=== AUSZUG DER SEITE ===

D
Darbinin
Gast
Guten Abend zusammen,
ich bin weiblich, 50 Jahre alt und arbeite im Pflegebereich. Ich mag meinen Job, nur an den rauen Umgangston konnte ich mich lange nicht gewöhnen. Nach nun fast 10 Jahren in dem Job komme ich damit klar, genauso mit dem Zeitdruck. Ich sehe viele Pflegekräfte kommen und gehen. Manche drohen an dem teilweise doch unmenschlichen System zu zerbrechen.
Seit Juli haben wir eine neue Kollegin, eine Frau, die aus Litauen stammt. Sie hat einen starken Akzent, aber im Allgemeinen kann man sie gut verstehen. Anfangs beeindruckte sie jeden mit ihrem extrem schnellen Arbeitstempo. Sie hat vorher im Einzelhandel gearbeitet und erzählte uns, daß sie teilweise mehr als 10 Stunden durchgearbeitet hat. Die Kollegin sagte, daß sie ADHS hat und deswegen den ganzen Tag unter Strom steht und gar nicht anders kann, als sich dermaßen auszupowern.
Leider machte sie sich dann unbeliebt, weil sie immer wieder betonte wie gut sie bei den alten Herren ankommt. So viele haben schon gesagt, daß sie nur noch von ihr versorgt werden möchten und gefragt, ob man sich mal zu einem Date verabreden könnte. Sie nahm es mit viel Humor, während die Kolleginnen und auch ich das irgendwie befremdlich fanden. Einmal kam ich in die Cafeteria, wo sie sich gerade mit einer Bewohnerin unterhielt. Dabei zog sie ihr Oberteil hoch, um ihren flachen Bauch zu zeigen. Ich sagte ihr nicht, wie unmöglich ich das fand. Ich dachte mir, sie ist noch halbwegs jung und findet sich wohl sexy.
Störend ist auch, daß sie bei der Dokumentation keinen Satz fehlerfrei hinbekommt.
Es gab dann noch Ärger, weil sie im ersten Monat zweimal für ein paar Tage krankgeschrieben war. Sie musste bei der Pflegedienstleitung antanzen, worüber sie sich sehr ärgerte. Einmal war sie schließlich wegen Fieber nach Hause geschickt worden und beim zweiten Mal hätte sie wegen einer Blasenentzündung wirklich nicht zur Arbeit kommen können. Sie fand es unverschämt, daß man sie gefragt hat, ob sie überhaupt arbeiten will.
Eine Kollegin und ich haben sie dabei unterstützt, sich in allem besser zurechtzufinden und ihr auch bei der Dokumentation geholfen. Sie bedankte sich dafür mit einer Schachtel Pralinen. Für mich war das selbstverständlich, denn ich weiß selbst, wie hilflos man am Anfang dasteht.

===

• **FRAGEN ZUM MATERIAL**:
**a.** Ändere im Beitrag über die neue Kollegin den Abschnitt, beginnend mit „Leider machte sie“ und weiter bis einschließlich „Satz fehlerfrei hinbekommt.“, und setze dabei „Kantine“ an die Stelle von „Cafeteria“.
**b.** In welcher Branche hat die neue Kollegin laut dem Beitrag über die neue Kollegin vorher gearbeitet?
Die Daten braucht man hierfür nicht.

=== ANGEZEIGTE DATEN ===

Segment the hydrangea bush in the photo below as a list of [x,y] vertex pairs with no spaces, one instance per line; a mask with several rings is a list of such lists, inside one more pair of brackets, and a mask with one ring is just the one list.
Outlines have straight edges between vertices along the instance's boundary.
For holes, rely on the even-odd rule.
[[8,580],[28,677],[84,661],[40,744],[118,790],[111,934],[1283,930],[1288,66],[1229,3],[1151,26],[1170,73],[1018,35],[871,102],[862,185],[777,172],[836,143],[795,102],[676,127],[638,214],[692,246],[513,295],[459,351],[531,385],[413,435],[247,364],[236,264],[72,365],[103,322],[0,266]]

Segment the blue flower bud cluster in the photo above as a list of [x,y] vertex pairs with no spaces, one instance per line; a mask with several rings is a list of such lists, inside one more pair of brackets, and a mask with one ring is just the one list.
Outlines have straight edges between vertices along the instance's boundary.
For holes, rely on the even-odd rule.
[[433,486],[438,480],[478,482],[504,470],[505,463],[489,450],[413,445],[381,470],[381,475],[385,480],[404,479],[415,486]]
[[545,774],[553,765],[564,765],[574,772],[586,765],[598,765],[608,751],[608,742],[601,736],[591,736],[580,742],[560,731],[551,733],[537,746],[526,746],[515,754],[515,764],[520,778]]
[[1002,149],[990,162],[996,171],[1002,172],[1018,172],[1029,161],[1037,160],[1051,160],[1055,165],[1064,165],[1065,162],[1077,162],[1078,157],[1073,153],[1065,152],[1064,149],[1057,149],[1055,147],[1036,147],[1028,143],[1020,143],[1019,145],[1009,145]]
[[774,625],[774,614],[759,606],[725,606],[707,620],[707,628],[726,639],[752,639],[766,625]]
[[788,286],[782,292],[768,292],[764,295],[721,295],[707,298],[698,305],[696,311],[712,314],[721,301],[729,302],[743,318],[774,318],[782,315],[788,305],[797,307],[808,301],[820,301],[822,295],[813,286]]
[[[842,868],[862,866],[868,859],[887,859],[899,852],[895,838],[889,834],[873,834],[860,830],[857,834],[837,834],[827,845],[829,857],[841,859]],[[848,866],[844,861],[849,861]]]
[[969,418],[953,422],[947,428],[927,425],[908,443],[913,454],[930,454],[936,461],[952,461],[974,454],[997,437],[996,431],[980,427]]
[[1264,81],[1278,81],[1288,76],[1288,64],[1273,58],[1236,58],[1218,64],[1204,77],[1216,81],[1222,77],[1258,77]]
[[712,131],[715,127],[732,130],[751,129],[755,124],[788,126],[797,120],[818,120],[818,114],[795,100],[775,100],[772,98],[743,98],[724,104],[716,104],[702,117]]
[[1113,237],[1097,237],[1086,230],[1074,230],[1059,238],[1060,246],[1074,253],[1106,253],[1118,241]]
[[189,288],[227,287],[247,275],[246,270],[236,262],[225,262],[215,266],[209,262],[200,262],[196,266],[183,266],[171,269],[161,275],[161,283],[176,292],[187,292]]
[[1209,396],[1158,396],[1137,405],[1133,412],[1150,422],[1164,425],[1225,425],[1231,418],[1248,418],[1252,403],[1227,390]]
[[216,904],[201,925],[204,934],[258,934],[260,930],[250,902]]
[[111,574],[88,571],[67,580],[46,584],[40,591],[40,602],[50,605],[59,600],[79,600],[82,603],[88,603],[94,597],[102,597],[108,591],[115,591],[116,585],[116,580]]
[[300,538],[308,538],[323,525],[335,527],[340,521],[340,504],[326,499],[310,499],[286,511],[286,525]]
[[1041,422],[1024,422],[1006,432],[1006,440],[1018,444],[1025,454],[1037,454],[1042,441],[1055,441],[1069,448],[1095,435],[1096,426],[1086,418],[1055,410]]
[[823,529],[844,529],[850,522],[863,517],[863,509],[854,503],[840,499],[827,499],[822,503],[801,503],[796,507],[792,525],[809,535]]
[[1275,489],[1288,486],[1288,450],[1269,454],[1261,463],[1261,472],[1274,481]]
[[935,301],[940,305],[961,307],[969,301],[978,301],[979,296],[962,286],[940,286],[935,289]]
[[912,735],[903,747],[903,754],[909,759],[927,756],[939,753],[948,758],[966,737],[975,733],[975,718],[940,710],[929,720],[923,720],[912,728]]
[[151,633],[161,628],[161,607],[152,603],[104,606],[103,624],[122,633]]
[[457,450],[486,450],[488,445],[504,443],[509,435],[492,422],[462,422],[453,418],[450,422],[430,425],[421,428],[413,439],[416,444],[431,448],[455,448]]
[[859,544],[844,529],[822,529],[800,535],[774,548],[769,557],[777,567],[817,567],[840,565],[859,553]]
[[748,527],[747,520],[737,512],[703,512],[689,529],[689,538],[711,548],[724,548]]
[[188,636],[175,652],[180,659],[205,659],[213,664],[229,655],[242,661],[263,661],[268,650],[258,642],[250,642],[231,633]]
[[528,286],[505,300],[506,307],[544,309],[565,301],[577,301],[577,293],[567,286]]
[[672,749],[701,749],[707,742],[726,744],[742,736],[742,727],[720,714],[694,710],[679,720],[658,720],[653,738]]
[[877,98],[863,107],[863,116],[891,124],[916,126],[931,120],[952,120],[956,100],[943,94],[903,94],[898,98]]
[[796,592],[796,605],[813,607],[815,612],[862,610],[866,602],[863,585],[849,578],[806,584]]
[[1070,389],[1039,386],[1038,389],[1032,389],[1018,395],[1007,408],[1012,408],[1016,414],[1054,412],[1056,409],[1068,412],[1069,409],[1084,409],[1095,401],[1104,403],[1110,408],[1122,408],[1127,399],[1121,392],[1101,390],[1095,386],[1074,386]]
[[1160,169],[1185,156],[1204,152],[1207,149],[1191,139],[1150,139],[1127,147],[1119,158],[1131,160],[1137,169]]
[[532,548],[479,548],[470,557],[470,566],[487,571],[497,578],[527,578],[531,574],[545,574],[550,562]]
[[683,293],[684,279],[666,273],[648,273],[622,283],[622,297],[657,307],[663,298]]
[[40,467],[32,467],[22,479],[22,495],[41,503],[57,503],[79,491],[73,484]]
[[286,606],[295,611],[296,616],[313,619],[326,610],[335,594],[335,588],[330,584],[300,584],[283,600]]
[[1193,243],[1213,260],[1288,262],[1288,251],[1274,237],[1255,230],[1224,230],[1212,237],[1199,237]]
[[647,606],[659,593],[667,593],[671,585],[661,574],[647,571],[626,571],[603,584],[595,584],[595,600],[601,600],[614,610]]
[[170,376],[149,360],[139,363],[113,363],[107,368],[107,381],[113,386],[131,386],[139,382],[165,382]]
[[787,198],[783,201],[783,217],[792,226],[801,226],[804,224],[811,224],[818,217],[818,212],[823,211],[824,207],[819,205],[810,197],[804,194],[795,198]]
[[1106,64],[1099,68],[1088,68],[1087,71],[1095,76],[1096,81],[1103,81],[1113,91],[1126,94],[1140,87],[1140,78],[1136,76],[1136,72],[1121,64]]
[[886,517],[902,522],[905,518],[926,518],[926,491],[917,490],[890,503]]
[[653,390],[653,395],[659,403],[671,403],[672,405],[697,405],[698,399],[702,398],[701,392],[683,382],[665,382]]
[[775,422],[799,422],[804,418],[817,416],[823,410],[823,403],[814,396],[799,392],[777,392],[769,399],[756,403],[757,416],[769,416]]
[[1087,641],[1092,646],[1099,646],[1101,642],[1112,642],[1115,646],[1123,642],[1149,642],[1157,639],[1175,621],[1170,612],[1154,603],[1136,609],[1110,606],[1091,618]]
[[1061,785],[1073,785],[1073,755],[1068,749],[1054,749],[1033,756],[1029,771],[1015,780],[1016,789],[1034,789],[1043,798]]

===

• **LÖSUNGEN DER AUFGABEN**:
**a.**
Leider machte sie sich dann unbeliebt, weil sie immer wieder betonte wie gut sie bei den alten Herren ankommt. So viele haben schon gesagt, daß sie nur noch von ihr versorgt werden möchten und gefragt, ob man sich mal zu einem Date verabreden könnte. Sie nahm es mit viel Humor, während die Kolleginnen und auch ich das irgendwie befremdlich fanden. Einmal kam ich in die Kantine, wo sie sich gerade mit einer Bewohnerin unterhielt. Dabei zog sie ihr Oberteil hoch, um ihren flachen Bauch zu zeigen. Ich sagte ihr nicht, wie unmöglich ich das fand. Ich dachte mir, sie ist noch halbwegs jung und findet sich wohl sexy.
Störend ist auch, daß sie bei der Dokumentation keinen Satz fehlerfrei hinbekommt.

**b.** Im Einzelhandel.